§ EXCERPT
== Segment start ==

DeepSeek has clearly taken the CoT concept to the next level! Does this improve results or is it a waste of time? I appreciate that the developers are pushing the envelope with this approach, but the results seem to indicate that the intense focus on CoT did not, in this case, lead to significantly better results. Note that my single test is obviously not the final word–many others are testing DeepSeek more thoroughly, comparing the performance to that of other models.

As a side note, since I ran DeepSeek locally I was able to track my Mac’s GPU usage. You can see the surges as the model processed the three parts of my query. Again, this was not a systematic test to conclusively prove anything about DeepSeek or Apple Silicon. But it is interesting.

figure 3: Mac GPU usage while DeepSeek tries to determine how much wood a woodchuck chucked. Not shown is the sound of the fan kicking on…

 

The State of Chain of Thought

Chain of Thought has its limitations. Like all prompting, it significantly improves queries that closely resemble the prompt. In the case of CoT these are  structured, logical  tasks with explicit reasoning. It is less effective in scenarios that stray far from this pattern–particularly those that require non-linear thinking, subjectivity, or creativity. And, taking the DeepSeek approach of doubling down CoT, doesn’t necessarily improve results.

But something about the CoT approach seems to resonate with modern LLMs, making this sort of reasoning generally useful so that, more so than other techniques, it tends to improve results across a wide range of queries. These improvements are strong enough to ensure that it has become a standard component of LLM training.

The simplicity and limitations of the Chain of Thought  technique might lead some to view it as interesting but not particularly important. I believe the true value lies not in CoT itself, but in what it indicates about the evolving capabilities of LLMs. 

The Implications of Chain of Thought

As mentioned earlier, large language models have primarily been trained on readily accessible text-based content. There remains an enormous amount of untapped text and other types of media that could potentially be used for future training. At the same time, the algorithms powering LLMs are continuously improving, and their capabilities are expanding. This suggests that LLMs will continue to enhance their ability to recognize and understand the relationships between words, ideas, and even broader concepts.

== Segment end ==

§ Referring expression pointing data
== Segment start ==

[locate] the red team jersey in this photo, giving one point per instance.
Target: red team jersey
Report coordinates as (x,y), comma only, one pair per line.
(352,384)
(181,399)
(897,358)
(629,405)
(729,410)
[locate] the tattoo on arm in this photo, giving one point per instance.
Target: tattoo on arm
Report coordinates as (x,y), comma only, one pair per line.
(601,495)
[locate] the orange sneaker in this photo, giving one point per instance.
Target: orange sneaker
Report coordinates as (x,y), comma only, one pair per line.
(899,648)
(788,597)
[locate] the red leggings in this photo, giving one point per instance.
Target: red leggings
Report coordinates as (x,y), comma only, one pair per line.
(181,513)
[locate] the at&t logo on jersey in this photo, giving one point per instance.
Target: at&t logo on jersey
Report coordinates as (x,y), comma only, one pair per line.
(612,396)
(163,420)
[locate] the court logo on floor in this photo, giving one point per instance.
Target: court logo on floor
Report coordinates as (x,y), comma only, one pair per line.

== Segment end ==

§ EXERCISE
List every requirement that the chain-of-thought excerpt names as making scenarios less suited to the technique.

§ FINAL ANSWER
Non-linear thinking, subjectivity, creativity